→ **Exercise instructions**
Would you print every entry exactly as it appears?

→ **Data**
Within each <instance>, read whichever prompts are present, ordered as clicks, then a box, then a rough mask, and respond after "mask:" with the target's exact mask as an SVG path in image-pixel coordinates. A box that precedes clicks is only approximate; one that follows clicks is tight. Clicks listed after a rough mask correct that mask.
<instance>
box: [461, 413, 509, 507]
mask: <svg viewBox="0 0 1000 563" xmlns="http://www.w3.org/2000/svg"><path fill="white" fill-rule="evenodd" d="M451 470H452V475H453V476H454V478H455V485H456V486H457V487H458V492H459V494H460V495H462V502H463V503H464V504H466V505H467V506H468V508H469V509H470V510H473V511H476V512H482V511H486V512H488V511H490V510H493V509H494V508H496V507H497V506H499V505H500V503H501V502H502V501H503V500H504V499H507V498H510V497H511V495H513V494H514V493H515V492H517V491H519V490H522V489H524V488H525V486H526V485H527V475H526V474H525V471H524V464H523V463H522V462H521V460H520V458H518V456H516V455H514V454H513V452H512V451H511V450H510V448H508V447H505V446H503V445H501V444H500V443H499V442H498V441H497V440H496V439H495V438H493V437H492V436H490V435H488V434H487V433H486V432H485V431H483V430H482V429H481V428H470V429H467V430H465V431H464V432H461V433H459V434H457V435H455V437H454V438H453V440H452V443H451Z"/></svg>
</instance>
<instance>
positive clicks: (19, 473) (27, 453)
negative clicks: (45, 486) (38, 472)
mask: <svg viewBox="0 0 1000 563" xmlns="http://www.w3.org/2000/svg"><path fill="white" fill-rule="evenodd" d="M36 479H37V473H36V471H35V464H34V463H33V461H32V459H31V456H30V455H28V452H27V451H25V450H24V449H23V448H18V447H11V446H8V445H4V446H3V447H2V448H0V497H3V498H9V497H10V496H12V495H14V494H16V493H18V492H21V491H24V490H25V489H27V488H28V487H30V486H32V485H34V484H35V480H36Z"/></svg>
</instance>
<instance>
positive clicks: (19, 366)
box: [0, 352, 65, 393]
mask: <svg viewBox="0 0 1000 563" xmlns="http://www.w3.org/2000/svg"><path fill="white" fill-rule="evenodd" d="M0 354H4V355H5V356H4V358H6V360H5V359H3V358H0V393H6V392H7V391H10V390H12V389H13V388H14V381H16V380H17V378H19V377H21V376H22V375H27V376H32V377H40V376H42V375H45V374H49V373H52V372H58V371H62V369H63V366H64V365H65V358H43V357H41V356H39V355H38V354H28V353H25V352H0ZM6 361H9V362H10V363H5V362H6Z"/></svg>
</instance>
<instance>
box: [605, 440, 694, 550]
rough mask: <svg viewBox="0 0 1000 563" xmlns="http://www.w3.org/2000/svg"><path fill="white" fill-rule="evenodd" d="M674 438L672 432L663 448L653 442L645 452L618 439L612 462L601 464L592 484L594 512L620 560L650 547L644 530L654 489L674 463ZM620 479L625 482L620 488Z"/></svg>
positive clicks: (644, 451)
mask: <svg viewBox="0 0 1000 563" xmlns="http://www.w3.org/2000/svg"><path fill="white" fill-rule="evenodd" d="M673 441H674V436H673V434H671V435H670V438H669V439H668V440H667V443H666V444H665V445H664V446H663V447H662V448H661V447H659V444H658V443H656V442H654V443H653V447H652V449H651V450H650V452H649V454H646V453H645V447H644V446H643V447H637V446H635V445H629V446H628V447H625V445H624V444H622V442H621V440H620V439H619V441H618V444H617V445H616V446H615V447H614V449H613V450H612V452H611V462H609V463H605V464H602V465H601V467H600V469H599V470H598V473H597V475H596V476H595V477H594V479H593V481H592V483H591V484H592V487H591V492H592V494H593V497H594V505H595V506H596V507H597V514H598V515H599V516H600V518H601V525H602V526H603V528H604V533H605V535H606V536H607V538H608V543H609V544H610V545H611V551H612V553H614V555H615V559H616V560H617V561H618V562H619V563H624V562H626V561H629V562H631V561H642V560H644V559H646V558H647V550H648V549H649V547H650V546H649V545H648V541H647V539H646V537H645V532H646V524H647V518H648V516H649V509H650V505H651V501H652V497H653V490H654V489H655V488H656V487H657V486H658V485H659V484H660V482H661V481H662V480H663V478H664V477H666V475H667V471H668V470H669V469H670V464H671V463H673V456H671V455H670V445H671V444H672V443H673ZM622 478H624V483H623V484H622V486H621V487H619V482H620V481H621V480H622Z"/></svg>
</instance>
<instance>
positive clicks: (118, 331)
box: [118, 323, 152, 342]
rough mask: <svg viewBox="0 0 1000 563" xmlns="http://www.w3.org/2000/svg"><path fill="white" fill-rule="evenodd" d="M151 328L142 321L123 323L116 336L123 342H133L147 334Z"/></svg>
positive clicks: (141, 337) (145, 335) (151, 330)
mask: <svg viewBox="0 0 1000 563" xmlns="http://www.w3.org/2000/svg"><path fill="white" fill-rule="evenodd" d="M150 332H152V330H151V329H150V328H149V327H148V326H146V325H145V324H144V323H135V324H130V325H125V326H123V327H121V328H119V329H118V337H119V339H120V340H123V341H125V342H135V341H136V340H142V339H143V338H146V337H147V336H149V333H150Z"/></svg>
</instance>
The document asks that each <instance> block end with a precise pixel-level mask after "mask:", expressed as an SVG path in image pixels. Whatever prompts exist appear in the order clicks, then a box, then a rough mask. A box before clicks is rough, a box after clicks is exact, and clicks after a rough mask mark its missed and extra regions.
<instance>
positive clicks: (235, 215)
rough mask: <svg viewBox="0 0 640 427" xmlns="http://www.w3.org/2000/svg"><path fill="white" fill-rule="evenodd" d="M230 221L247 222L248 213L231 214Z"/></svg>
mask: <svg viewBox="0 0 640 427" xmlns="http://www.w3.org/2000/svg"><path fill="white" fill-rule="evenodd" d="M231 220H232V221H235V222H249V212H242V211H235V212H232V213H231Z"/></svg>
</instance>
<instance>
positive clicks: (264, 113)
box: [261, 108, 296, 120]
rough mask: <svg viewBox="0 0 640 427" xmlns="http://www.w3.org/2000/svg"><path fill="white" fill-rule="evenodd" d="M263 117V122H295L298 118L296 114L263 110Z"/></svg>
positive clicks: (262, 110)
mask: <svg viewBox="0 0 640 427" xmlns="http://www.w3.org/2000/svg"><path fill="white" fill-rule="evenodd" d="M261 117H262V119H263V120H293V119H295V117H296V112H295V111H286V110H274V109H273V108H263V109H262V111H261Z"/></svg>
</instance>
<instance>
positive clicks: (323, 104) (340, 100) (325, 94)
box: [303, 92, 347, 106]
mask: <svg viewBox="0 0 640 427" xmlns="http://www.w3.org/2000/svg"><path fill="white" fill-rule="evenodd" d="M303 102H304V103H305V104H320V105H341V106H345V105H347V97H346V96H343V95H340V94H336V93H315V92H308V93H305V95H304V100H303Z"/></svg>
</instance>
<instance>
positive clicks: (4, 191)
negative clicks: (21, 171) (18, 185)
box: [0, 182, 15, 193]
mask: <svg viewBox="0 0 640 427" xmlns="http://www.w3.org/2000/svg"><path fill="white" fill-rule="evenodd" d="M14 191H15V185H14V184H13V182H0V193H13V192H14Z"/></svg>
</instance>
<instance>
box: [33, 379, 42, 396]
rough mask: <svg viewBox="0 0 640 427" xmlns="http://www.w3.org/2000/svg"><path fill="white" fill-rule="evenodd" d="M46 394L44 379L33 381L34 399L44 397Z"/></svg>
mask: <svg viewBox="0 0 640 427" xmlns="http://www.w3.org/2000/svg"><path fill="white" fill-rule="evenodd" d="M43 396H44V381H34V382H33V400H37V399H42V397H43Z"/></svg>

→ **Finished task**
Within each <instance>, read whichever prompts are present, ordered as clicks, then a box, then a rough mask, and respond after "mask:" with the target's exact mask as an SVG path in image-pixel coordinates. A box that precedes clicks is only approximate; one that follows clicks is tight. Clicks listed after a rough mask correct that mask.
<instance>
box: [461, 413, 509, 507]
mask: <svg viewBox="0 0 1000 563" xmlns="http://www.w3.org/2000/svg"><path fill="white" fill-rule="evenodd" d="M451 470H452V475H453V476H454V478H455V485H456V486H457V487H458V492H459V494H460V495H462V502H463V503H464V504H466V505H467V506H468V508H469V509H470V510H473V511H476V512H482V511H486V512H488V511H490V510H493V509H494V508H496V507H497V506H499V505H500V503H501V502H502V501H503V500H504V499H507V498H510V497H511V495H513V494H514V493H515V492H517V491H519V490H522V489H524V488H525V486H526V485H527V475H526V474H525V471H524V464H523V463H522V462H521V460H520V458H518V456H516V455H514V454H513V452H512V451H511V450H510V448H508V447H505V446H503V445H501V444H500V443H499V442H498V441H497V440H496V439H495V438H493V437H492V436H490V435H488V434H487V433H486V432H485V431H483V430H482V429H481V428H470V429H467V430H465V431H464V432H461V433H459V434H457V435H455V437H454V438H453V440H452V443H451Z"/></svg>
</instance>
<instance>
positive clicks: (19, 473) (27, 453)
negative clicks: (45, 486) (38, 472)
mask: <svg viewBox="0 0 1000 563" xmlns="http://www.w3.org/2000/svg"><path fill="white" fill-rule="evenodd" d="M36 479H37V473H36V471H35V464H34V463H33V461H32V459H31V456H30V455H28V452H27V451H25V450H24V449H23V448H18V447H11V446H8V445H4V446H3V447H2V448H0V497H3V498H9V497H10V496H12V495H14V494H16V493H18V492H21V491H24V490H25V489H27V488H28V487H30V486H32V485H34V484H35V480H36Z"/></svg>
</instance>
<instance>
positive clicks: (19, 366)
box: [0, 352, 65, 393]
mask: <svg viewBox="0 0 1000 563" xmlns="http://www.w3.org/2000/svg"><path fill="white" fill-rule="evenodd" d="M0 354H4V355H5V356H4V358H6V360H5V359H3V358H0V393H6V392H7V391H10V390H12V389H13V388H14V381H16V380H17V378H19V377H21V376H22V375H27V376H32V377H40V376H42V375H45V374H49V373H52V372H58V371H62V369H63V366H64V365H65V358H43V357H41V356H39V355H38V354H28V353H25V352H0ZM6 361H9V362H10V363H5V362H6Z"/></svg>
</instance>
<instance>
box: [605, 440, 694, 550]
rough mask: <svg viewBox="0 0 1000 563" xmlns="http://www.w3.org/2000/svg"><path fill="white" fill-rule="evenodd" d="M674 438L672 432L663 448L653 442L645 452L618 439L612 462L601 464L592 484L594 512L620 560L650 547L644 530L654 489L674 463ZM620 479L625 482L620 488Z"/></svg>
positive clicks: (644, 451)
mask: <svg viewBox="0 0 1000 563" xmlns="http://www.w3.org/2000/svg"><path fill="white" fill-rule="evenodd" d="M673 441H674V436H673V434H671V435H670V438H669V439H668V440H667V443H666V444H665V445H664V446H663V447H662V448H661V447H659V444H658V443H656V442H654V443H653V447H652V449H651V450H650V452H649V454H646V453H645V447H644V446H643V447H637V446H635V445H629V446H628V447H625V445H624V444H622V442H621V440H620V439H619V441H618V444H617V445H616V446H615V447H614V449H613V450H612V452H611V462H609V463H605V464H602V465H601V467H600V469H599V470H598V473H597V475H596V476H595V477H594V479H593V481H592V483H591V484H592V487H591V492H592V494H593V497H594V505H595V506H596V507H597V514H598V515H599V516H600V518H601V525H602V526H603V528H604V533H605V535H606V536H607V538H608V543H609V544H610V545H611V551H612V553H614V555H615V559H616V560H617V561H618V562H619V563H624V562H626V561H629V562H631V561H642V560H644V559H646V558H647V550H648V549H649V547H650V546H649V545H648V541H647V539H646V537H645V532H646V524H647V518H648V516H649V509H650V505H651V501H652V497H653V490H654V489H655V488H656V487H657V486H658V485H659V484H660V482H661V481H662V480H663V478H664V477H666V475H667V471H668V470H669V469H670V464H671V463H673V456H671V455H670V445H671V444H672V443H673ZM622 478H624V483H623V484H622V486H621V487H619V482H620V481H621V480H622Z"/></svg>
</instance>
<instance>
positive clicks: (118, 331)
box: [118, 323, 152, 342]
rough mask: <svg viewBox="0 0 1000 563" xmlns="http://www.w3.org/2000/svg"><path fill="white" fill-rule="evenodd" d="M151 328L142 321L123 323L116 336L123 342H133L147 334Z"/></svg>
positive clicks: (141, 337) (145, 335) (151, 330)
mask: <svg viewBox="0 0 1000 563" xmlns="http://www.w3.org/2000/svg"><path fill="white" fill-rule="evenodd" d="M150 332H152V330H151V329H150V328H149V327H148V326H146V325H145V324H144V323H135V324H130V325H125V326H123V327H121V328H119V329H118V337H119V339H120V340H123V341H125V342H135V341H136V340H142V339H143V338H146V337H147V336H149V333H150Z"/></svg>
</instance>
The document asks that each <instance> block end with a precise pixel-level mask after "mask:", expressed as an SVG path in image pixels. Whatever prompts exist appear in the order clicks, then a box, then a rough mask. A box before clicks is rough, a box after clicks is exact, and clicks after a rough mask mark its missed and extra regions.
<instance>
positive clicks: (235, 215)
rough mask: <svg viewBox="0 0 640 427" xmlns="http://www.w3.org/2000/svg"><path fill="white" fill-rule="evenodd" d="M230 221L247 222L248 213L231 214Z"/></svg>
mask: <svg viewBox="0 0 640 427" xmlns="http://www.w3.org/2000/svg"><path fill="white" fill-rule="evenodd" d="M231 220H232V221H235V222H249V212H242V211H235V212H232V213H231Z"/></svg>
</instance>
<instance>
positive clicks: (264, 113)
box: [261, 108, 296, 120]
rough mask: <svg viewBox="0 0 640 427" xmlns="http://www.w3.org/2000/svg"><path fill="white" fill-rule="evenodd" d="M263 117V122H295L298 118L296 114L263 110Z"/></svg>
positive clicks: (262, 110)
mask: <svg viewBox="0 0 640 427" xmlns="http://www.w3.org/2000/svg"><path fill="white" fill-rule="evenodd" d="M261 117H262V119H263V120H293V119H295V117H296V112H295V111H286V110H274V109H273V108H263V109H262V111H261Z"/></svg>
</instance>
<instance>
positive clicks: (323, 104) (340, 100) (325, 94)
box: [303, 92, 347, 106]
mask: <svg viewBox="0 0 640 427" xmlns="http://www.w3.org/2000/svg"><path fill="white" fill-rule="evenodd" d="M303 102H304V103H305V104H320V105H341V106H345V105H347V97H346V96H343V95H340V94H336V93H315V92H308V93H305V95H304V100H303Z"/></svg>
</instance>
<instance>
positive clicks: (4, 191)
negative clicks: (21, 171) (18, 185)
box: [0, 182, 15, 193]
mask: <svg viewBox="0 0 640 427" xmlns="http://www.w3.org/2000/svg"><path fill="white" fill-rule="evenodd" d="M14 191H15V185H14V184H13V182H0V193H13V192H14Z"/></svg>
</instance>
<instance>
box: [33, 379, 42, 396]
rough mask: <svg viewBox="0 0 640 427" xmlns="http://www.w3.org/2000/svg"><path fill="white" fill-rule="evenodd" d="M46 394L44 379L33 381L34 399L44 397Z"/></svg>
mask: <svg viewBox="0 0 640 427" xmlns="http://www.w3.org/2000/svg"><path fill="white" fill-rule="evenodd" d="M43 396H44V381H34V382H33V400H37V399H42V397H43Z"/></svg>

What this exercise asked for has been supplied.